### Task brief
Copy the following records word for word, leaving the pictures out of your answer.
..............................
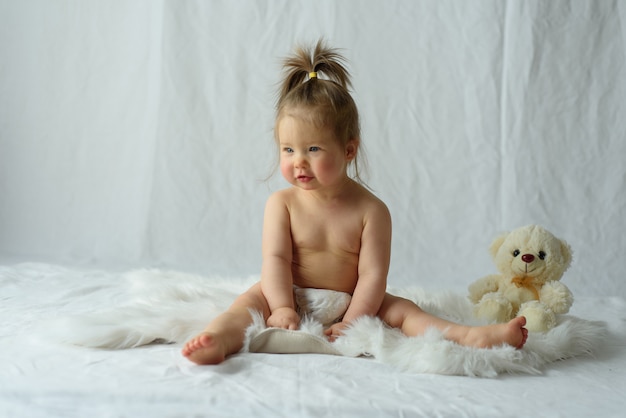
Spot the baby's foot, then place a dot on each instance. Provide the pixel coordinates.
(512, 333)
(204, 349)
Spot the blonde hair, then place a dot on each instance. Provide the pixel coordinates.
(326, 101)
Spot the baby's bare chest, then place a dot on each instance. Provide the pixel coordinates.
(326, 232)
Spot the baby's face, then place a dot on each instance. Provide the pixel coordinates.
(311, 156)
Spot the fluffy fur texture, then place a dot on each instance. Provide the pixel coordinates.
(531, 261)
(172, 307)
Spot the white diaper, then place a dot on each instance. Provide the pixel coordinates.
(323, 305)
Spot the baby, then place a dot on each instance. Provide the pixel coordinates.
(326, 231)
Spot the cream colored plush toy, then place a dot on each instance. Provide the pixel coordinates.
(531, 262)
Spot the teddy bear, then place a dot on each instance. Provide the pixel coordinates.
(531, 261)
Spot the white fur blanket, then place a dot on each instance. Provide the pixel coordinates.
(172, 307)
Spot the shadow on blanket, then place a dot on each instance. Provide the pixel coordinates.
(172, 307)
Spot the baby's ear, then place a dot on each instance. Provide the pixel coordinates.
(351, 148)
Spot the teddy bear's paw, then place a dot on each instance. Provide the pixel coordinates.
(557, 296)
(539, 318)
(494, 307)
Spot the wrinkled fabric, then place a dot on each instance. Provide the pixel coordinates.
(140, 133)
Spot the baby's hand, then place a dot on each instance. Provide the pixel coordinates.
(335, 331)
(285, 318)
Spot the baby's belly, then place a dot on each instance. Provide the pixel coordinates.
(324, 271)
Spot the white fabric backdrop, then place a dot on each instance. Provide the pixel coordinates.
(136, 134)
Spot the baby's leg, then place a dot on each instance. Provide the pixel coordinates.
(225, 334)
(407, 316)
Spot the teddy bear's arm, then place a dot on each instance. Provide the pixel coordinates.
(556, 296)
(483, 286)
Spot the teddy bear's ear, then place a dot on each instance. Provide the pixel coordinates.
(496, 244)
(566, 251)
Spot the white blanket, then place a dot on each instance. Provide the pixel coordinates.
(172, 307)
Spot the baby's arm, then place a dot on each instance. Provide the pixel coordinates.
(276, 277)
(373, 267)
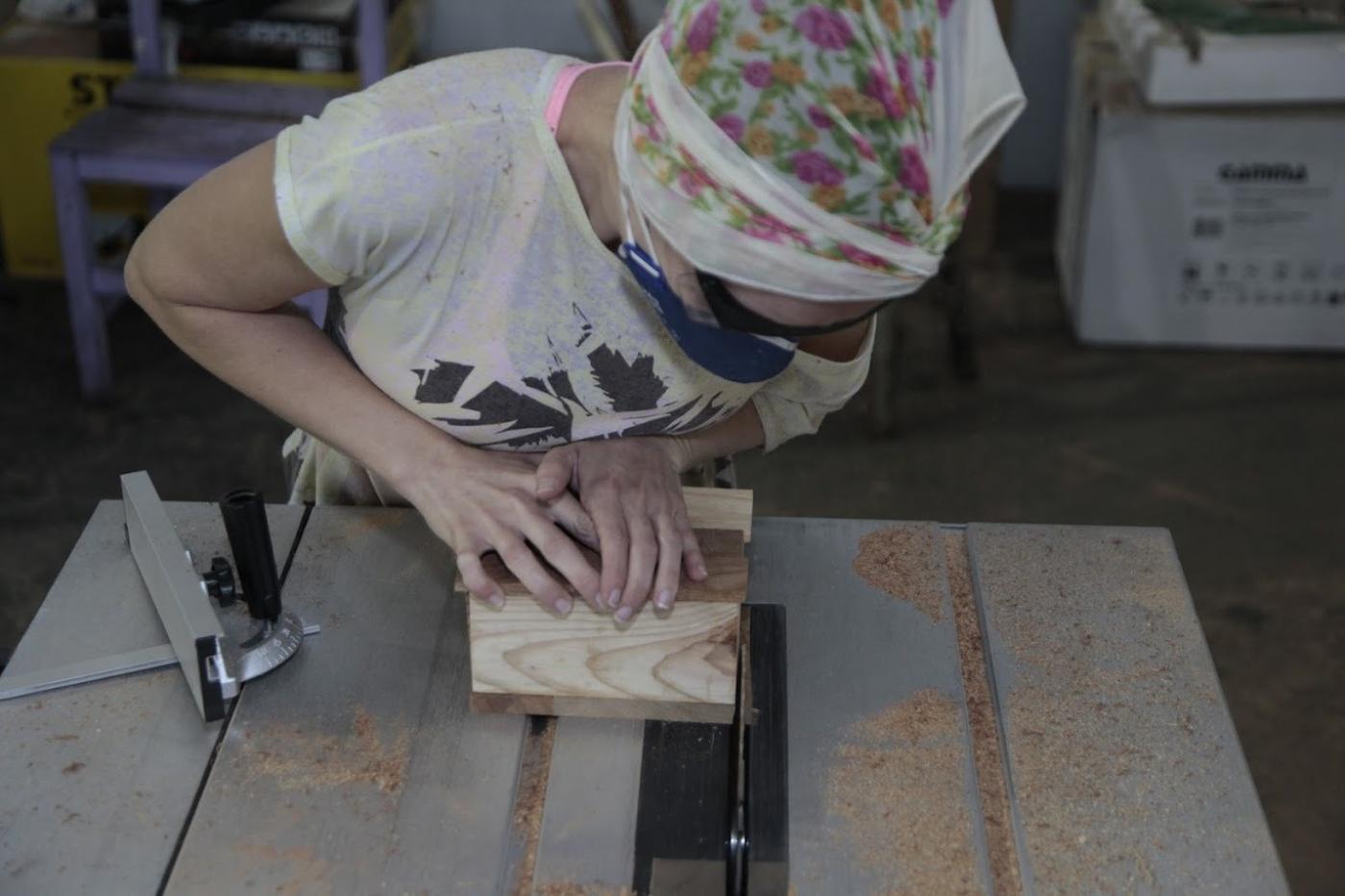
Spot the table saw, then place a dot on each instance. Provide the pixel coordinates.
..............................
### Output of the task
Spot the baby's foot, then place a dot on each instance. Provide the pixel coordinates.
(512, 333)
(204, 349)
Spot the blonde hair, then place a dot on each instance. Provide the pixel coordinates.
(326, 101)
Spot the baby's bare chest, then place a dot on each instance. Provide the pixel coordinates.
(326, 232)
Spot the baby's face, then place a dot on each instance. Provide the pixel coordinates.
(311, 156)
Spot the fluffy fur texture, then place a dot on each instance. Provide the pixel coordinates.
(531, 261)
(172, 307)
Spot the white diaper, then place a dot on each instance. Provide the pixel coordinates.
(323, 305)
Spot the baby, then place a dot on each instance. Provide the pixel coordinates.
(326, 231)
Spot the cream colored plush toy, then place a dot on each instance. Provide the pixel coordinates.
(531, 262)
Spot the teddy bear, then place a dot on each instance. Provide the pixel coordinates.
(531, 261)
Spot the white fur blanket, then place a dot on each instance. Provide the pixel coordinates.
(172, 307)
Spot the shadow on blanket, then place a dot on each instance. Provide the pixel coordinates.
(172, 307)
Spot the baby's ear, then place a dot on each instance. Provide the pixel coordinates.
(351, 148)
Spot the teddy bear's paw, then place a dot on each instance. Provide the pixel coordinates.
(557, 296)
(539, 318)
(494, 307)
Spot the wrinkled fabric, then place a dot on each instance. Provide the pixel coordinates.
(140, 133)
Spot the baby's hand, then place a dot on each instance. Provide the pixel coordinates.
(335, 331)
(285, 318)
Spot the baby's belly, then place a dot on each instance. Provide the pixel coordinates.
(324, 271)
Spot the white fabric backdrop, then place a dot on each instance. Provide the pixel coordinates.
(136, 134)
Spot the baby's leg, then place a dot on each instance. Provide the pixel coordinates.
(225, 334)
(407, 316)
Spot the teddy bear's arm, then place a dot on each instance. Provide the pixel coordinates.
(556, 296)
(483, 286)
Spot the teddy bear's ear, then place a dot on each instance. Provide the pixel coordinates.
(496, 244)
(566, 251)
Spot the white blanket, then place a dot on each instance. Provide the pixel coordinates.
(172, 307)
Spot the baby's arm, then place a dot on each instance. Provide the pixel coordinates.
(276, 277)
(373, 267)
Spot the table saw, then place a dot on each instance. Provide the pixel coordinates.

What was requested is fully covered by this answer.